Count the lines below that contain the string "microphone", where case must match. Give only the number.

▶ [Rows of box annotation data]:

>>

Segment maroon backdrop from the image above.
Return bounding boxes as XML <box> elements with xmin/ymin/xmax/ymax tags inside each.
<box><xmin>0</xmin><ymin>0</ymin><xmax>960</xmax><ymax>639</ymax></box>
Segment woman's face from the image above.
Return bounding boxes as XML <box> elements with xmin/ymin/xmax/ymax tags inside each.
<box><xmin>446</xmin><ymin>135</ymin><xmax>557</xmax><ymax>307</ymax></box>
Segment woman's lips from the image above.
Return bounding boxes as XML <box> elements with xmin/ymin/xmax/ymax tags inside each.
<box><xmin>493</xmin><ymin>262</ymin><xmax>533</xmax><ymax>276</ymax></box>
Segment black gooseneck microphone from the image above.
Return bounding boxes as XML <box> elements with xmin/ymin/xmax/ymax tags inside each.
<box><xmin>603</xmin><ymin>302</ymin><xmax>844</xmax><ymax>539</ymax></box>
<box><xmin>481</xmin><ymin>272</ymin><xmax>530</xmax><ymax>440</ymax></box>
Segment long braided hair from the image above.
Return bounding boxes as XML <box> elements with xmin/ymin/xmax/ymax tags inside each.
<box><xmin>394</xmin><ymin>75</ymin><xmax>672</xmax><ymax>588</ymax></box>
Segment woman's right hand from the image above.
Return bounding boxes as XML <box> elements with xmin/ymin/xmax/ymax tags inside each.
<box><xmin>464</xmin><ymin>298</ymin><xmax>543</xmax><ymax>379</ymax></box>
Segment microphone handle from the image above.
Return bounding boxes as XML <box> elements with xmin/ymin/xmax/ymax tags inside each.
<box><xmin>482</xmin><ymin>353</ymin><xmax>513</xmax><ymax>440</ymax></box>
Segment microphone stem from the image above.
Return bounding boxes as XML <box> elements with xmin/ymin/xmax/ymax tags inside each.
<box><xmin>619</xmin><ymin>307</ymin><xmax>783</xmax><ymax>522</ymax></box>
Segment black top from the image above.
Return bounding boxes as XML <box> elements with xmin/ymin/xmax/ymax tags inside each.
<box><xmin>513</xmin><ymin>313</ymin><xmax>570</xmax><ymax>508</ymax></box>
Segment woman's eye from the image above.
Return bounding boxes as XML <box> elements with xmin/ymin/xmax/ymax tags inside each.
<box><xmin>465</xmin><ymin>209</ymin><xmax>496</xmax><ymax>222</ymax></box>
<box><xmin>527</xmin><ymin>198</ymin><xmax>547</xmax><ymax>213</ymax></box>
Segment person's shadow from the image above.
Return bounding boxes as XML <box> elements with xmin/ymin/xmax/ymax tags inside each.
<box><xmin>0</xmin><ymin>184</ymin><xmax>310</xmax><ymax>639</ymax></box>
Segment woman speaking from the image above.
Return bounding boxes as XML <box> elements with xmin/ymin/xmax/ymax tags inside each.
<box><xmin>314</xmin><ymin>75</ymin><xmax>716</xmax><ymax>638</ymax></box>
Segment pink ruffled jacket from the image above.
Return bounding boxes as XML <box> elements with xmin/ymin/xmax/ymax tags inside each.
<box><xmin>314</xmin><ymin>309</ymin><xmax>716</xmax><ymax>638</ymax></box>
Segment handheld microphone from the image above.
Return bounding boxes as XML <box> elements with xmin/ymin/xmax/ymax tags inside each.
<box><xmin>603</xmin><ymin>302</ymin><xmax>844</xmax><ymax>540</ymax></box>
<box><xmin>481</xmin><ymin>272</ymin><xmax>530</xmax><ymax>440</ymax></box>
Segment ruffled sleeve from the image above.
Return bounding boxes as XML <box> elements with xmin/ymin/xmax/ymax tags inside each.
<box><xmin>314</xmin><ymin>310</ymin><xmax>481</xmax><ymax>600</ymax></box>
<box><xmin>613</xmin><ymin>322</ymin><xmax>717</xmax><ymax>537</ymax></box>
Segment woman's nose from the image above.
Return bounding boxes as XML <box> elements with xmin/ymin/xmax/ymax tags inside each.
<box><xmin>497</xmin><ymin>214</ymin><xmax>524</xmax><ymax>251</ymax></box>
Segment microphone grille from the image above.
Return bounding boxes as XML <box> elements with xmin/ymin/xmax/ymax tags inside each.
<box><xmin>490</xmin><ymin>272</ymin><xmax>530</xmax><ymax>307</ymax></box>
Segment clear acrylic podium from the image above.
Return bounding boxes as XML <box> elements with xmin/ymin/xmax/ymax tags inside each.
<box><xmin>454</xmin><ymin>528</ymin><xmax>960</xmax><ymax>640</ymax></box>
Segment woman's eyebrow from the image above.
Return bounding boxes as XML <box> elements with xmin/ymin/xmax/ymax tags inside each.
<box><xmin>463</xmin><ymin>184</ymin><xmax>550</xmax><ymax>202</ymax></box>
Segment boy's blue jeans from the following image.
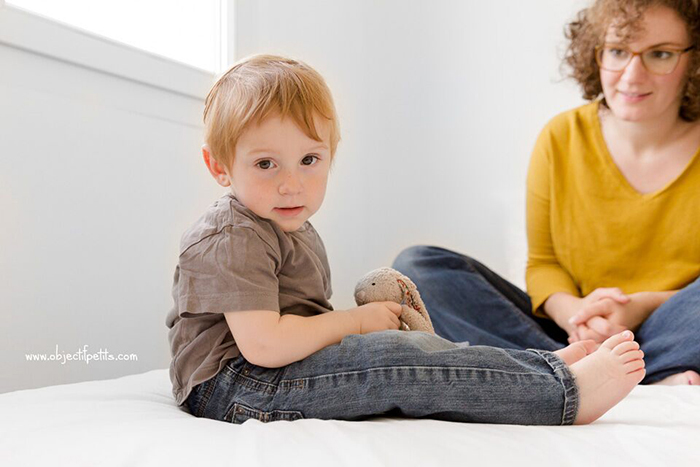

<<

▶ [OUTPUT]: 5